Job 1: Reproduce the passage of the NRA article between "The NRA is also" and "of the organization.", inclusive, copying it word for word.

— Begin Quoted passage —

What's up with the NRA's legal troubles?
The National Rifle Association is facing an aggressive new subpoena from the attorney general of New York, Letitia James, as part of the ongoing eight-month investigation into the organization’s tax-exempt status. According to The New York Times, James’s subpoena requests documents related to the NRA’s campaign finance programs and payments to members of its board, as well as internal communications relating to the company’s PR firms. The ongoing investigation presents a severe threat to the prominent gun rights group, which is chartered in New York: The NRA is a tax-exempt organization, and a threat to that status could bankrupt it out of existence.
The NRA is also staring down the barrel of an investigation by the attorney general for the District of Columbia, Karl A. Racine, into its affiliate group, the NRA Foundation, which is based in the U.S. capital. 2019 has not been an easy year for the gun group, as it has been beset by public squabbling between various prominent figures, including Oliver North, the former head of the board, and Wayne LaPierre, the longtime chief executive of the organization.
William A. Brewer III, counsel to the NRA, told Mic in an emailed statement that the organization will supply the information requested in the subpoenas "as necessary," noting that all of the NRA's bookkeeping was conducted "in accordance with state and federal regulations." Still, he claimed that the organization believes that James's "zeal" in seeking more information "reflects the investigation's partisan purpose — not an actual concern that the NRA is not effectively using its assets to pursue its members' interests."
The NRA’s troubles spilled into public view when news broke of a legal battle between the NRA and Ackerman McQueen, the advertising firm it has worked with for years. The firm was responsible for creating NRATV, an online TV network that featured inflammatory segments from right-wing media personalities like Dan Bongino and Dana Loesch. But the NRA alleged in a lawsuit that despite its spending huge sums of money on NRATV, the Ackerman McQueen product never drew large audiences.
"Many of these campaigns, which cost clients tens of millions of dollars, were shut down because of their ineffectiveness, costliness, and Ackerman's reluctance to provide performance data in accordance with its client obligations," claimed the NRA's August lawsuit.
NRATV videos often veered far beyond activism on guns. In one memorable video, Loesch threatened to “fisk” The New York Times, which many people misheard as “fist.” In its complaint, the NRA accused Ackerman McQueen’s content of “stray[ing] from the Second Amendment to themes which some NRA leaders found distasteful and racist.”

— End Quoted passage —

Job 2: In the listing below, rewrite the lines between the line holding "The component shall indicate one point per instance of the house" and the line holding "x=308 y=334", inclusive, swapping "red light decoration" for "red string light" and leaving everything else unchanged.

— Begin Materials provided —

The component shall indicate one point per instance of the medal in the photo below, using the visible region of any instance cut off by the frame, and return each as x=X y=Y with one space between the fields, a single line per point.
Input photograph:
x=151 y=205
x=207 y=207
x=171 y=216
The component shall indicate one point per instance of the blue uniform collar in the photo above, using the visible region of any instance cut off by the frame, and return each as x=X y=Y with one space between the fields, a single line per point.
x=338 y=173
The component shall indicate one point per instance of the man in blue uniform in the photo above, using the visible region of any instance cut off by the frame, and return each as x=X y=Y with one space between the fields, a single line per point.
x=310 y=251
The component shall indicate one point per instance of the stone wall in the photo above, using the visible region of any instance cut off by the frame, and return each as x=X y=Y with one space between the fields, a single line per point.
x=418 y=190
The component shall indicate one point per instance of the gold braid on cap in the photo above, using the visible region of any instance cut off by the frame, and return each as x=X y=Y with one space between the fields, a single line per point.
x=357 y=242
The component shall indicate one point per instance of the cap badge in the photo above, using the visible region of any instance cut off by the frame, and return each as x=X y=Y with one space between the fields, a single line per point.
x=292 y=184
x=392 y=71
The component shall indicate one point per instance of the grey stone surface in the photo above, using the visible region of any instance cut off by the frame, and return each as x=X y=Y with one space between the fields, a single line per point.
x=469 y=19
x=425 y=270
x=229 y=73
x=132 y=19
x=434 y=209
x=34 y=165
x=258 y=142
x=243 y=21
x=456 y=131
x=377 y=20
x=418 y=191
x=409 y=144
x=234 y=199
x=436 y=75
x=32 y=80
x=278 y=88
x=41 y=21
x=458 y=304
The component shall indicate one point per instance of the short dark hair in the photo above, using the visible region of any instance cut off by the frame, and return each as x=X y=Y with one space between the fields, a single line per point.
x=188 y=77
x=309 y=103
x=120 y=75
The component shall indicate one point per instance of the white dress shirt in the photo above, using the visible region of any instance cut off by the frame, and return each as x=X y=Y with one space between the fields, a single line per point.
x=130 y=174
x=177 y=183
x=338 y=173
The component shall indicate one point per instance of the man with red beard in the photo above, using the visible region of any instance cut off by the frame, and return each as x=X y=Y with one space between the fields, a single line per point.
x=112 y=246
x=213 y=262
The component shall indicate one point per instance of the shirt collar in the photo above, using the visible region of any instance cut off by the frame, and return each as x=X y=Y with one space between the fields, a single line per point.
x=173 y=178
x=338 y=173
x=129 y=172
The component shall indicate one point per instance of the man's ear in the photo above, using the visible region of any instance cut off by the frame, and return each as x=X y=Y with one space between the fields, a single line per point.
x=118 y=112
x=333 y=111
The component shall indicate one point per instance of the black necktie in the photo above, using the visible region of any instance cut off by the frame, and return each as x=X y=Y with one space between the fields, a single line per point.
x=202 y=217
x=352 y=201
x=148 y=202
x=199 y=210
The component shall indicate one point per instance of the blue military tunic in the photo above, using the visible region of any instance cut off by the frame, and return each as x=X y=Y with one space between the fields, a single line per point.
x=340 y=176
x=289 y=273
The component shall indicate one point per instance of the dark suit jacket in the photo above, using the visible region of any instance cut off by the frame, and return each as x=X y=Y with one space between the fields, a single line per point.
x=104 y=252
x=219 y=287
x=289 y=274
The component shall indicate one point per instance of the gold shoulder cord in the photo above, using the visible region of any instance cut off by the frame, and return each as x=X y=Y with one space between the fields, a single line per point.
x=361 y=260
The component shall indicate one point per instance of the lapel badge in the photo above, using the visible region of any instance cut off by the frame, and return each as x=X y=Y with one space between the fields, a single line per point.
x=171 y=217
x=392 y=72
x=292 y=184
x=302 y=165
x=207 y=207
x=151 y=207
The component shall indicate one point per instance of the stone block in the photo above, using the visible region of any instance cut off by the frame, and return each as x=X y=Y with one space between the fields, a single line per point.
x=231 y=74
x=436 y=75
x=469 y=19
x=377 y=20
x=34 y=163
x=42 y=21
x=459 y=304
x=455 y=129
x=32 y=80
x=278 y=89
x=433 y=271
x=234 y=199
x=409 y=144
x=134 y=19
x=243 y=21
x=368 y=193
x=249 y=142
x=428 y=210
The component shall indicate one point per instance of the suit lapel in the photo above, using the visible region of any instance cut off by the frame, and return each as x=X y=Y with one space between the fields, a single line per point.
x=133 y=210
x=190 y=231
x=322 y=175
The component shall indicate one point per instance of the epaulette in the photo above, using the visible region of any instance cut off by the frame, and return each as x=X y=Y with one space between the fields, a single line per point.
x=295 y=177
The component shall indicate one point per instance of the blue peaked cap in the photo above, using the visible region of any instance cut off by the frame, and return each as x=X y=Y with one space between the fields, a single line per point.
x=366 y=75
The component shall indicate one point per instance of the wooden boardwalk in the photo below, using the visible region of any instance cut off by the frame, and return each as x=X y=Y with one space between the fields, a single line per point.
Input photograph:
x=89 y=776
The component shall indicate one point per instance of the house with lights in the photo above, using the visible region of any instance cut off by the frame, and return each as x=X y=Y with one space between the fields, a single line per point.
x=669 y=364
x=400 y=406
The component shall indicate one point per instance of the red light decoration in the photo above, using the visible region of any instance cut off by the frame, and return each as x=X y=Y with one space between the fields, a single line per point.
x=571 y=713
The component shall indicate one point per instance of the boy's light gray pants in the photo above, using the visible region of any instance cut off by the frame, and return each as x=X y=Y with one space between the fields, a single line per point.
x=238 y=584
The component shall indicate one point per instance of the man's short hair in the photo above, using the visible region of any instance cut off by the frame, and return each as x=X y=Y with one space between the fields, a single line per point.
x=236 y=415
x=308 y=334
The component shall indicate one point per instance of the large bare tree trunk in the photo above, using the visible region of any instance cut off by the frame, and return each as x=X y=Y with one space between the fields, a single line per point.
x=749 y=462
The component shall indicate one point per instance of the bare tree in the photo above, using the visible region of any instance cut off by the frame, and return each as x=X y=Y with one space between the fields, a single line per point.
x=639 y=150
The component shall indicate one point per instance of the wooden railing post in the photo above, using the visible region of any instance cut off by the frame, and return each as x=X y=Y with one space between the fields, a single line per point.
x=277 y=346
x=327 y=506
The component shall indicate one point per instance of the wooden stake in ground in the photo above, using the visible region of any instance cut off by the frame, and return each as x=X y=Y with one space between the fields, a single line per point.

— End Materials provided —

Answer 1:
The NRA is also staring down the barrel of an investigation by the attorney general for the District of Columbia, Karl A. Racine, into its affiliate group, the NRA Foundation, which is based in the U.S. capital. 2019 has not been an easy year for the gun group, as it has been beset by public squabbling between various prominent figures, including Oliver North, the former head of the board, and Wayne LaPierre, the longtime chief executive of the organization.

Answer 2:
The component shall indicate one point per instance of the house with lights in the photo above, using the visible region of any instance cut off by the frame, and return each as x=X y=Y with one space between the fields, a single line per point.
x=669 y=364
x=400 y=406
The component shall indicate one point per instance of the red string light in the photo above, using the visible region of any instance cut off by the frame, and return each as x=X y=Y with one space between the fields, a single line per point.
x=571 y=713
The component shall indicate one point per instance of the boy's light gray pants in the photo above, using the visible region of any instance cut off by the frame, and return each as x=X y=Y with one space between the fields, a single line per point.
x=238 y=584
The component shall indicate one point per instance of the man's short hair in the photo above, using the visible region of any instance cut off by the frame, and return each as x=X y=Y with one space between the fields, a single line per point.
x=236 y=415
x=308 y=334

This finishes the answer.